WRITTEN REQUEST —
Answer these from the text passage below:
1. What does innocence confer on the mind?
2. What source does the footnote give for the quoted lines about delivering the poor and the fatherless?
3. What does the righteous man view his present life as?

TEXT PASSAGE —
Wherever guilt mingles with prosperity, a certain gloom and heaviness enter along with it. Vicious intrigues never fail to entangle and embarrass those who engage in them. But innocence confers ease

and freedom on the mind; leaves it open to every pleasing sensation; gives a lightness to the spirits, similar to the native gaiety of youth and health; ill imitated, and ill supplied, by that forced levity of the vicious, which arises not from the health, but from the drunkenness of the mind.

Feeble are all pleasures in which the heart has no part. The selfish gratifications of the bad, are both narrow in their circle, and short in their duration. But prosperity is redoubled to a good man, by his generous use of it. It is reflected back upon him from every one whom he makes happy. In the intercourse of domestic affection, in the attachment of friends, the gratitude of dependants, the esteem and good-will of all who know him, he sees blessings multiplied round him, on every side. When the ear heard me, then it blessed me; and when the eye saw me, it gave witness to me: Because I delivered the poor that cried, the fatherless, and him that had none to help him. The blessing of him that was ready to perish came upon me, and I caused the widow's heart to sing with joy. I was eyes to the blind, and feet was I to the lame: I was a father to the poor; and the cause which I knew not, I searched out.* Thus, while the righteous flourished like a tree planted by the rivers of water, he bringeth forth also his fruit in his season; and that fruit, to pursue the allusion of the text, he brings forth, not for himself alone. He flourishes, not like a tree in some solitary desert, which scatters its blossoms to the wind, and communicates neither fruit nor shade to any living thing; but like a tree in the midst of an inhabited country, which to some affords friendly shelter, to others,

* Job, xxix. 11-17.

fruit; which is not only admired by all for its beauty, but blessed by the traveller for the shade, and by the hungry for the sustenance it hath given.

IV. RELIGION heightens the prosperity of good men, by the prospect which it affords them of greater happiness to come in another world. I showed, in the foregoing discourse, the mighty effect of the hope of Heaven, in relieving the mind under the troubles of life. And sure, if this hope be able to support the falling, it cannot but improve the flourishing state of man; if it can dispel the thickest gloom of adversity, it must needs enliven prosperity, by the additional lustre which it throws upon it. What is present, is never sufficient to give us full satisfaction. To the present we must always join some agreeable anticipations of futurity, in order to complete our pleasure. What an accession then must the prosperity of the righteous man receive, when borne with a smooth and gentle gale along the current of life, and looking round on all the blessings of his state, he can consider these as no more than an introduction to higher scenes which are hereafter to open; he can view his present life, as only the porch through which he is to pass into the palace of bliss; and his present joys, as but a feeble stream, dispensed for his occasional refreshment, until he arrive at that river of life, which flows at God's right hand!

RECORD LIST —

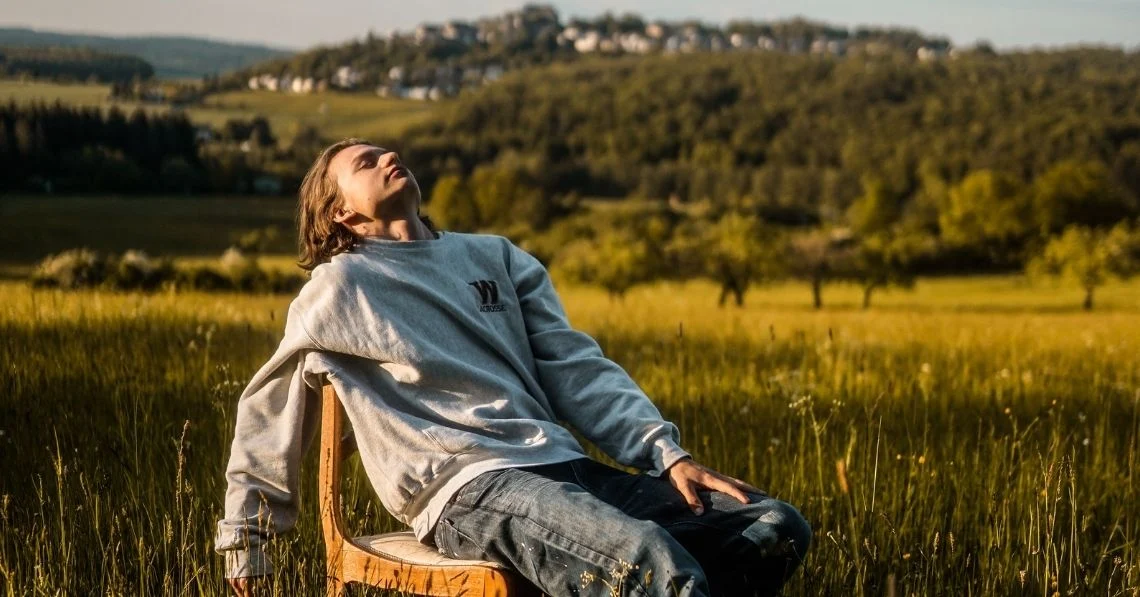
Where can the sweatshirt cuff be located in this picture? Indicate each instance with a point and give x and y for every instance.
(666, 451)
(242, 563)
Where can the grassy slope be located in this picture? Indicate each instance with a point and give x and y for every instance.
(984, 454)
(334, 114)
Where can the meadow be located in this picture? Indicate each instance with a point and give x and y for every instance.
(972, 436)
(335, 115)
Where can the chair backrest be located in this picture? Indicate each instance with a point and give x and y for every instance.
(331, 457)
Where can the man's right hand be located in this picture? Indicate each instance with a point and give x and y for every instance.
(247, 587)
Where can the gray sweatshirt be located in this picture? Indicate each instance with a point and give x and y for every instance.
(453, 357)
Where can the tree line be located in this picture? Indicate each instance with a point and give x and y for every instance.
(992, 155)
(59, 148)
(73, 65)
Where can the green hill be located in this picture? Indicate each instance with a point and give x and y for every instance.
(173, 57)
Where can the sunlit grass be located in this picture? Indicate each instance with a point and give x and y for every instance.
(972, 436)
(334, 114)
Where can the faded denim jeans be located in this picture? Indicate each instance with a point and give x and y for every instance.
(584, 528)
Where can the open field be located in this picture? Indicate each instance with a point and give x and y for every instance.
(32, 227)
(335, 115)
(988, 434)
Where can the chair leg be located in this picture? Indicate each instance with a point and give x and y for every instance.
(334, 588)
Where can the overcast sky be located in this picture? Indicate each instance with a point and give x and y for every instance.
(301, 24)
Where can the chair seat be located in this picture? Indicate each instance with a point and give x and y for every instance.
(402, 546)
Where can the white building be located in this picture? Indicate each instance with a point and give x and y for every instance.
(347, 78)
(587, 42)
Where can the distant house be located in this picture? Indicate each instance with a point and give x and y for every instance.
(636, 43)
(741, 41)
(927, 54)
(587, 42)
(459, 31)
(203, 133)
(493, 72)
(428, 33)
(347, 78)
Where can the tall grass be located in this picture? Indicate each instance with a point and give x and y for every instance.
(936, 449)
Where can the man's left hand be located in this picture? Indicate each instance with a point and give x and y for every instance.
(689, 477)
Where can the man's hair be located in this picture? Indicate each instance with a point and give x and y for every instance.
(319, 237)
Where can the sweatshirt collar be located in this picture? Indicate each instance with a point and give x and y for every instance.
(384, 244)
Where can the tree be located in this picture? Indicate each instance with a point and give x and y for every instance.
(885, 259)
(734, 251)
(820, 255)
(503, 196)
(616, 260)
(452, 204)
(1089, 258)
(987, 212)
(1079, 193)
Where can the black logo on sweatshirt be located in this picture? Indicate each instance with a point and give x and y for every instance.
(488, 293)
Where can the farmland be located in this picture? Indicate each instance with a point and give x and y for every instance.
(335, 115)
(975, 436)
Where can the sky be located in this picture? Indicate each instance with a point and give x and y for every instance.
(290, 24)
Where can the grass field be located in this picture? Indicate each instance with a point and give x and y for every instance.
(32, 227)
(987, 432)
(335, 115)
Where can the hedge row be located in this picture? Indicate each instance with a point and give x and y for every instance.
(135, 270)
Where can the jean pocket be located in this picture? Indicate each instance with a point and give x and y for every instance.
(455, 544)
(472, 491)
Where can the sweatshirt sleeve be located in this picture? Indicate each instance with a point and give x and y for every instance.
(587, 390)
(277, 416)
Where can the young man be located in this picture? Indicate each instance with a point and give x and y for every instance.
(455, 361)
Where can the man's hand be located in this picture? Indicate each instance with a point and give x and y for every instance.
(689, 476)
(249, 587)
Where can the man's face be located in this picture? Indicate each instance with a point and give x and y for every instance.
(373, 180)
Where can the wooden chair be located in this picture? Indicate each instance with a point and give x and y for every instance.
(393, 561)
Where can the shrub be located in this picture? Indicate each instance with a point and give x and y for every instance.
(76, 268)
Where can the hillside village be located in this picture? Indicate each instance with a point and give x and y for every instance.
(539, 27)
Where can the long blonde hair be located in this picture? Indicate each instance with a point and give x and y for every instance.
(319, 237)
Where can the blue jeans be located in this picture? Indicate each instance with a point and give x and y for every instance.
(584, 528)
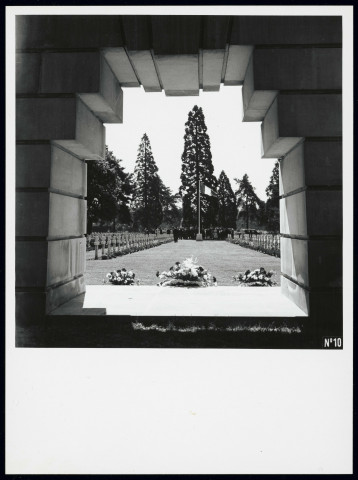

REPLY —
1. Ease and freedom.
2. Job, xxix. 11-17.
3. Only the porch through which he is to pass into the palace of bliss.